Indiquez si chacun des énoncés suivants s’accorde avec le texte sur Tibère, en répondant par oui ou par non et en citant tels quels les mots décisifs du texte : 1. Le sénat était le premier instrument de Tibère. 2. Caprée se trouvait à dix milles du rivage. 3. Auguste avait passé quatre ans à Caprée.

---------- Texte proposé

Et remarquez une chose : c’est que le premier instrument de Tibère était le sénat, c’est-à-dire ce corps qu’il menaçait davantage, celui dont il était le plus détesté, celui dont il affectait de redouter les poignards. Le sénat était encore le centre de tout ce que Tibère avait plus à cœur de poursuivre, des grands noms, des grandes fortunes, des illustrations personnelles. Il frémissait chaque fois qu’on lui en demandait une, mais il les livrait l’une après l’autre, espérant peut-être que l’avidité du tyran serait rassasiée, et chacun s’estimant trop heureux encore que ce ne fut pas son tour[1]. Ainsi le sénat et l’aristocratie se livrent, se mutilent eux-mêmes, et je ne connais rien de plus caractéristique que cette simple note de Tacite : « Pison cessa de vivre à cette époque ; étrange chose après une telle illustration, il mourut dans son lit ! »

Telle était la société, le peuple, le sénat ; mais venons-en au chef de toute cette terreur, au grand moteur de toutes ces craintes, et en même temps au plus grand trembleur de tout cet empire ; voyons d’un peu plus près ce que la tyrannie faisait de ce tyran ; regardons le monstre dans sa cage qu’il avait si bien verrouillée en dedans, qu’il pouvait à peine en sortir.

Au sein de la mer de Naples, à trois milles du rivage, vis-à-vis toute cette côte de la Campanie, plus belle encore, disent les anciens, que le Vésuve ne l’a faite depuis, s’élevait Caprée, prison au dehors, au dedans lieu de délices, rocher escarpé au sommet duquel s’apercevait le faîte des douze villas construites par Tibère en l’honneur des douze grands dieux, des thermes, des aqueducs, des arcades qui joignaient des vallées. Ce petit coin de terre protégé par la mer contre le bruit du continent, par le mont Solaro contre toutes les rigueurs de la saison, avait déjà plu à Auguste, qui était venu y passer quatre ans. Après Tibère, Néron vint y habiter aussi, tout tyrans

  1. « On accusa en masse Asinius Pollion, Appius Silanus, Scaurus Mamercus, et avec Pollion Vinicianus, son fils, tous de haute naissance, plusieurs parvenus aux premières charges. Les sénateurs tremblèrent ; c’étaient tant d’hommes illustres : qui pouvait être pur de toute alliance, de toute amitié avec eux ? »(Tacite, Annal., vi, 9.)

--------------------
---------- Extraits de lignes

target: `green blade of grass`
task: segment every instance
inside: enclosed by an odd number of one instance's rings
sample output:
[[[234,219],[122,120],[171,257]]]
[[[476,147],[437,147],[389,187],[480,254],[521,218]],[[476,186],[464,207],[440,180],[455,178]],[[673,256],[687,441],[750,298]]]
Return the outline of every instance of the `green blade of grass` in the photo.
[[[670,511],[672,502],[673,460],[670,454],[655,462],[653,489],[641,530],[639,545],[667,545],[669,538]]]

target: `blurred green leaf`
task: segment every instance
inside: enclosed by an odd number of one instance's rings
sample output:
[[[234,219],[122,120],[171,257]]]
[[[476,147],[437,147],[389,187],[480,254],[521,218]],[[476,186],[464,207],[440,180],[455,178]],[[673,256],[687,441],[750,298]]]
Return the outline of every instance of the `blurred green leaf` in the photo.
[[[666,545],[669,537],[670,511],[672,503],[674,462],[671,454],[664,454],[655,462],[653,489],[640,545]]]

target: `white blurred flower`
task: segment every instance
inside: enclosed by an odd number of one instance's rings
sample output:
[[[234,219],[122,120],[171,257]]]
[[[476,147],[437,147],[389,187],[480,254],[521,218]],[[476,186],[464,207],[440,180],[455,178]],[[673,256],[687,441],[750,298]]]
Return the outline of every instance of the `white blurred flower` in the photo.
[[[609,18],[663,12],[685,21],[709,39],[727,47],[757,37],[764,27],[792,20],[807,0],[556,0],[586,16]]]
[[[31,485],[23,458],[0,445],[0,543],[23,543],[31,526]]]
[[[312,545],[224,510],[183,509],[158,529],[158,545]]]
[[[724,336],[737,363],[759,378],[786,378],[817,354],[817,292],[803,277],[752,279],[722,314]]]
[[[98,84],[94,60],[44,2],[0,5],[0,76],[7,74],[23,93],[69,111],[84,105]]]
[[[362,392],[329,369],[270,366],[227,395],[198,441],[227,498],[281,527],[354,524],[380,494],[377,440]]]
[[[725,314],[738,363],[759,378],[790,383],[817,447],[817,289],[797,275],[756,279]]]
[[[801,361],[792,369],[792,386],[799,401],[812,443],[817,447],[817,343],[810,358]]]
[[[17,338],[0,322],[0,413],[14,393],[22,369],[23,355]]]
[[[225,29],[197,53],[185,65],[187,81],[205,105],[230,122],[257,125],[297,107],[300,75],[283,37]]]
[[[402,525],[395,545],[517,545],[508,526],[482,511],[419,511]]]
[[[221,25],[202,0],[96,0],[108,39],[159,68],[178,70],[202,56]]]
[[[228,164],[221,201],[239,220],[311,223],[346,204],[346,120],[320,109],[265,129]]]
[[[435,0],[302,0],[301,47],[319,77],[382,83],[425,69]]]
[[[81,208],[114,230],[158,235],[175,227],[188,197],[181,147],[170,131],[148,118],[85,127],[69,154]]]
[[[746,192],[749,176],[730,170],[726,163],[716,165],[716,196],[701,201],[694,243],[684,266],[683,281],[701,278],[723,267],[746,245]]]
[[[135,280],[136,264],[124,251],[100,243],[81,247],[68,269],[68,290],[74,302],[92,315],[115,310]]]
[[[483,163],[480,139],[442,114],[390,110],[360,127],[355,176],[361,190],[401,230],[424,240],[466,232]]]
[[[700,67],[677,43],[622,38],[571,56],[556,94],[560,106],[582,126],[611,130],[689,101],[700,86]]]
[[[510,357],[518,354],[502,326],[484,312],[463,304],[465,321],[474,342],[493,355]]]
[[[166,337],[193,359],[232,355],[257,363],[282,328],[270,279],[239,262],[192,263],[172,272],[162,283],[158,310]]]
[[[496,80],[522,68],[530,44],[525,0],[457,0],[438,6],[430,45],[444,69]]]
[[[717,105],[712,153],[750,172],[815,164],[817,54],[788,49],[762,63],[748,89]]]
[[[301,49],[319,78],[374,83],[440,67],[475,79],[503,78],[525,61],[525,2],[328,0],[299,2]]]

--------------------

Réponse:
1. Oui : « le premier instrument de Tibère était le sénat »
2. Non : « à trois milles du rivage »
3. Oui : « qui était venu y passer quatre ans »